**Exercise objective**
Reproduce every line of the data below without any changes.

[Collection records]

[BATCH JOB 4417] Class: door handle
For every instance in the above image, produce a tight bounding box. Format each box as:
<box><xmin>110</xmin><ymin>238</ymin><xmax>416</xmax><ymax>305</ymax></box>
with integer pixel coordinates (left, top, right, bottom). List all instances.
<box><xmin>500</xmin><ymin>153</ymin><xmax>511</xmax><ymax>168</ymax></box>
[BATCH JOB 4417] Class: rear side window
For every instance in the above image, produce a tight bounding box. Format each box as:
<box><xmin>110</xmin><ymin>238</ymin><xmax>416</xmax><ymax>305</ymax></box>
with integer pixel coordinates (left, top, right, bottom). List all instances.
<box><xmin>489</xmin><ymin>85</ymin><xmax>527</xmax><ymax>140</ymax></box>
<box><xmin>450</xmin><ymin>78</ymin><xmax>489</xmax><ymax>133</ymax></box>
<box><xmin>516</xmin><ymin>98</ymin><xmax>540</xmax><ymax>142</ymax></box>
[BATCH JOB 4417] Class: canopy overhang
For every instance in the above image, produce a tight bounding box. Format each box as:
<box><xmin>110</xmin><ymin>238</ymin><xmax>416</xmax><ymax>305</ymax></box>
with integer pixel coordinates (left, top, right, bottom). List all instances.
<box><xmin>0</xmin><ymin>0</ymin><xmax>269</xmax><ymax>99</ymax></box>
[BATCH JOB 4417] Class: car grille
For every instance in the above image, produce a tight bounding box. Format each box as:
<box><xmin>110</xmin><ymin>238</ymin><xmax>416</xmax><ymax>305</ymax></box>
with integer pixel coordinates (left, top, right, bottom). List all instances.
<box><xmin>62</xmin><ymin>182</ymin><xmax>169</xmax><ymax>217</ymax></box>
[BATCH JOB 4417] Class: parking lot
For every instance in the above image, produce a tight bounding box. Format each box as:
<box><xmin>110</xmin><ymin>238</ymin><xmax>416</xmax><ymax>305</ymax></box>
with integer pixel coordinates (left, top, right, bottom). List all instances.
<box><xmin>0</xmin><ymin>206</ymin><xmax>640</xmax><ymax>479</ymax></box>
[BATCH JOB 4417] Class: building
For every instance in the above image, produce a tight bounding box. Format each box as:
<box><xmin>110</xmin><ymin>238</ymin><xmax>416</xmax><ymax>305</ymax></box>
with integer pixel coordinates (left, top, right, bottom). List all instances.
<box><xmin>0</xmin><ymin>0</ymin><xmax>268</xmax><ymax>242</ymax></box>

**Answer to the task**
[BATCH JOB 4417] Class: door handle
For every instance in the above image, produce a tight bounding box. Format each box as:
<box><xmin>110</xmin><ymin>238</ymin><xmax>416</xmax><ymax>305</ymax></box>
with integer pixel coordinates (left, top, right, bottom). List all instances.
<box><xmin>500</xmin><ymin>153</ymin><xmax>511</xmax><ymax>168</ymax></box>
[BATCH JOB 4417] Class: rear side window
For every instance in the above image, produce a tight bounding box. Format each box as:
<box><xmin>110</xmin><ymin>238</ymin><xmax>416</xmax><ymax>305</ymax></box>
with integer pixel coordinates (left, top, right, bottom). List all instances.
<box><xmin>489</xmin><ymin>85</ymin><xmax>527</xmax><ymax>140</ymax></box>
<box><xmin>450</xmin><ymin>78</ymin><xmax>489</xmax><ymax>133</ymax></box>
<box><xmin>516</xmin><ymin>98</ymin><xmax>540</xmax><ymax>142</ymax></box>
[BATCH JOB 4417] Class: canopy overhang
For every instance in the above image, produce a tight bounding box. Format each box as:
<box><xmin>110</xmin><ymin>238</ymin><xmax>416</xmax><ymax>305</ymax></box>
with integer pixel coordinates (left, top, right, bottom). List all instances.
<box><xmin>0</xmin><ymin>0</ymin><xmax>269</xmax><ymax>99</ymax></box>
[BATCH JOB 4417] Class: car grille
For every instance in the above image, produce a tight bounding box. Format each box as:
<box><xmin>110</xmin><ymin>238</ymin><xmax>416</xmax><ymax>305</ymax></box>
with integer pixel coordinates (left, top, right, bottom). List all instances.
<box><xmin>62</xmin><ymin>182</ymin><xmax>169</xmax><ymax>217</ymax></box>
[BATCH JOB 4417] Class: parking lot
For every instance in the above image, produce a tight bounding box. Format each box as:
<box><xmin>110</xmin><ymin>238</ymin><xmax>416</xmax><ymax>305</ymax></box>
with integer pixel coordinates (left, top, right, bottom). List all instances.
<box><xmin>0</xmin><ymin>206</ymin><xmax>640</xmax><ymax>479</ymax></box>
[BATCH JOB 4417] Class: building
For every instance in the above image, produce a tight bounding box. Format each box as:
<box><xmin>110</xmin><ymin>238</ymin><xmax>416</xmax><ymax>305</ymax></box>
with integer pixel coordinates (left, top, right, bottom). List all instances.
<box><xmin>0</xmin><ymin>0</ymin><xmax>268</xmax><ymax>242</ymax></box>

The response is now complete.